▶ _Task details_
Write out the rows below as a JSON list of strings, one string per line and no blank lines.

▶ _Data entries_
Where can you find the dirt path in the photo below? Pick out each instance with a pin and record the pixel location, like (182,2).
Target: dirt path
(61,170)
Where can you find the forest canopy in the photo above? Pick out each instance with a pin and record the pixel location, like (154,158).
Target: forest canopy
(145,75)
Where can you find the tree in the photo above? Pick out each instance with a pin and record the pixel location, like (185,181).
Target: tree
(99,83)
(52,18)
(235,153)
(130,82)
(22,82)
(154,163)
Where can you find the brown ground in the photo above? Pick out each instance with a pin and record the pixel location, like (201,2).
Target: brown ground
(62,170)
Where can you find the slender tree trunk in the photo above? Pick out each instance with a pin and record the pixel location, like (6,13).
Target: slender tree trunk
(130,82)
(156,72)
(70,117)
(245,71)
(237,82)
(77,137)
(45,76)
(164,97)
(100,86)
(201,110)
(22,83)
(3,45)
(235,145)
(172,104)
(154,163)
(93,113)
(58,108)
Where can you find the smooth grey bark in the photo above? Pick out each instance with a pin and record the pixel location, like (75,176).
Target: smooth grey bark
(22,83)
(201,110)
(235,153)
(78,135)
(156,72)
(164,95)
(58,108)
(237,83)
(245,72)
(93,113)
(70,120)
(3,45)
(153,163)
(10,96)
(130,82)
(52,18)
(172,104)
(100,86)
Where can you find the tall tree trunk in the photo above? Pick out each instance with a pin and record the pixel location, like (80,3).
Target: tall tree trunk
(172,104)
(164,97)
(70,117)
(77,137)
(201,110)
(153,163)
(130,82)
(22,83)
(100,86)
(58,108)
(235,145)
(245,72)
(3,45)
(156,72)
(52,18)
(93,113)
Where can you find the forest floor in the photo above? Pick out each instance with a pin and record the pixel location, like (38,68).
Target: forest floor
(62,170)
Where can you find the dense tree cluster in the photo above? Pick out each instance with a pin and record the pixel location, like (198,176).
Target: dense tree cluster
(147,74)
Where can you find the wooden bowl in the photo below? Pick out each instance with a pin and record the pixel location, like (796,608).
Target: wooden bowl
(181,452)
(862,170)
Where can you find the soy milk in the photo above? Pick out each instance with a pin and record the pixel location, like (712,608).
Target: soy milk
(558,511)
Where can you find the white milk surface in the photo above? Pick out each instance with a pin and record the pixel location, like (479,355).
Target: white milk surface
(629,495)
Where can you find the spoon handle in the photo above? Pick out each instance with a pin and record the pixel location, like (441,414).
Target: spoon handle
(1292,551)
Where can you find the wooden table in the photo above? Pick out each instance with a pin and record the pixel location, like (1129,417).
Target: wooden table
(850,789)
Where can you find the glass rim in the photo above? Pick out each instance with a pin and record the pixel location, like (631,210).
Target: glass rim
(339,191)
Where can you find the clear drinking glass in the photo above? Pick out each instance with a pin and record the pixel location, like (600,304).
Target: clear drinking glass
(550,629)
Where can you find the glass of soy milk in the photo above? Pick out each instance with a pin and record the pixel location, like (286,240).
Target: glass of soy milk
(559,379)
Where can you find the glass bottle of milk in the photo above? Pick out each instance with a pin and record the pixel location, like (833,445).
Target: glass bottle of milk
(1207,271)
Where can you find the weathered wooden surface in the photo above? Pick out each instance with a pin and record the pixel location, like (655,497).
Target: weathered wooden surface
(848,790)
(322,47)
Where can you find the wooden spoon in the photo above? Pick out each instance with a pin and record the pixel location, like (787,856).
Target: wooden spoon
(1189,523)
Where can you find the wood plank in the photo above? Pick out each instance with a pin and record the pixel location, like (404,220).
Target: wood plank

▶ _Solution for this problem_
[
  "Where can you find the dirt path in the photo below? Pick out each instance with a pin and record the pixel location, like (182,2).",
  "Target: dirt path",
  "(61,170)",
  "Where can you find the forest canopy in the photo above? Pick out each instance with a pin and record the pixel location, like (154,158).",
  "Target: forest canopy",
  "(145,75)",
  "Where can you find the tree in the photo above? Pick out each instance with a pin and record the pixel location, like (185,181).",
  "Target: tree",
  "(99,83)",
  "(52,18)",
  "(235,153)",
  "(130,82)",
  "(22,82)",
  "(154,163)",
  "Where can you find the brown ground in the photo above? Pick out each instance with a pin and record the pixel location, like (201,2).",
  "Target: brown ground",
  "(62,170)",
  "Where can you find the slender tree trunk in the photo above? Pick out each instance with a pin and record the pixel location, like (6,13).",
  "Target: slender tree trunk",
  "(130,82)",
  "(156,72)",
  "(70,117)",
  "(245,71)",
  "(237,82)",
  "(77,137)",
  "(45,76)",
  "(164,97)",
  "(100,86)",
  "(201,110)",
  "(22,83)",
  "(3,45)",
  "(235,145)",
  "(172,104)",
  "(154,163)",
  "(93,113)",
  "(58,108)",
  "Where can you find the smooth grey bark in the photo above? Pick out each instance with a pin and record the pixel location, like (75,176).",
  "Target: smooth grey bark",
  "(22,83)",
  "(201,110)",
  "(235,153)",
  "(78,135)",
  "(156,72)",
  "(164,95)",
  "(58,108)",
  "(237,83)",
  "(245,72)",
  "(93,113)",
  "(70,120)",
  "(3,45)",
  "(153,163)",
  "(10,96)",
  "(130,82)",
  "(52,18)",
  "(172,104)",
  "(100,86)",
  "Where can you find the tall tree trunk in the photo above? Pick out each instance with a pin and record the pixel location, like (80,3).",
  "Target: tall tree trunk",
  "(172,104)",
  "(164,97)",
  "(70,117)",
  "(77,137)",
  "(201,110)",
  "(153,163)",
  "(130,82)",
  "(22,83)",
  "(100,86)",
  "(58,108)",
  "(235,145)",
  "(245,72)",
  "(3,45)",
  "(156,72)",
  "(52,18)",
  "(93,113)",
  "Where can you find the forest floor in the photo above? Pick out each instance with a pin and record the pixel location, like (38,68).",
  "Target: forest floor",
  "(62,170)",
  "Where can you find the dense tree cluster in the photo above? Pick out each instance with a pin and record the pixel location, like (198,176).",
  "Target: dense tree cluster",
  "(147,74)",
  "Where can you find the wooden bowl in the photo below? Pick out each instance with a pin and record the pixel location, like (796,608).",
  "Target: wooden bowl",
  "(181,452)",
  "(862,170)",
  "Where can you find the soy milk in the photo above? Pick out each instance with a pin and record the pixel location, like (712,608).",
  "Target: soy milk",
  "(558,511)",
  "Where can you find the white milk surface in the photo above? Pick out each instance with a pin and record the pixel location, like (479,355).",
  "Target: white milk surface",
  "(629,495)",
  "Where can you find the spoon handle in the photo above? Pick out each instance with a pin and record the pixel location, like (441,414).",
  "Target: spoon handle",
  "(1292,551)",
  "Where can you find the wooden table in the photo above? Pick out each instance with a pin and record the pixel location, like (1129,417).",
  "Target: wooden table",
  "(850,789)",
  "Where can you find the glass rim in the photo above? Pick out each instance with a pin and record the pixel location, like (631,210).",
  "Target: glass rim",
  "(339,191)",
  "Where can you find the clear drinking glass in the photo above? Pick out each instance with a pin and record the pixel location, like (600,304).",
  "Target: clear drinking glass",
  "(550,629)",
  "Where can you find the glass of soy milk in the photo above? Pick out each instance with a pin and record the pixel location, like (286,240).",
  "Target: glass of soy milk",
  "(559,379)",
  "Where can you find the glass bottle of milk in the photo above? Pick out each instance with a pin and record the pixel location, like (833,445).",
  "Target: glass bottle of milk",
  "(1207,271)",
  "Where can you find the weathered wooden surface in the photo above? Pick out each instance with a pin and record the pixel location, like (655,497).",
  "Target: weathered wooden surface",
  "(848,790)",
  "(322,47)",
  "Where can you find the wooden spoon in the photo above? Pick out each instance with a pin and record the pixel location, like (787,856).",
  "Target: wooden spoon",
  "(1189,523)",
  "Where can you find the wood plank in the photo above? Pick out each instance with a pin and record the pixel location, like (404,220).",
  "Target: wood plank"
]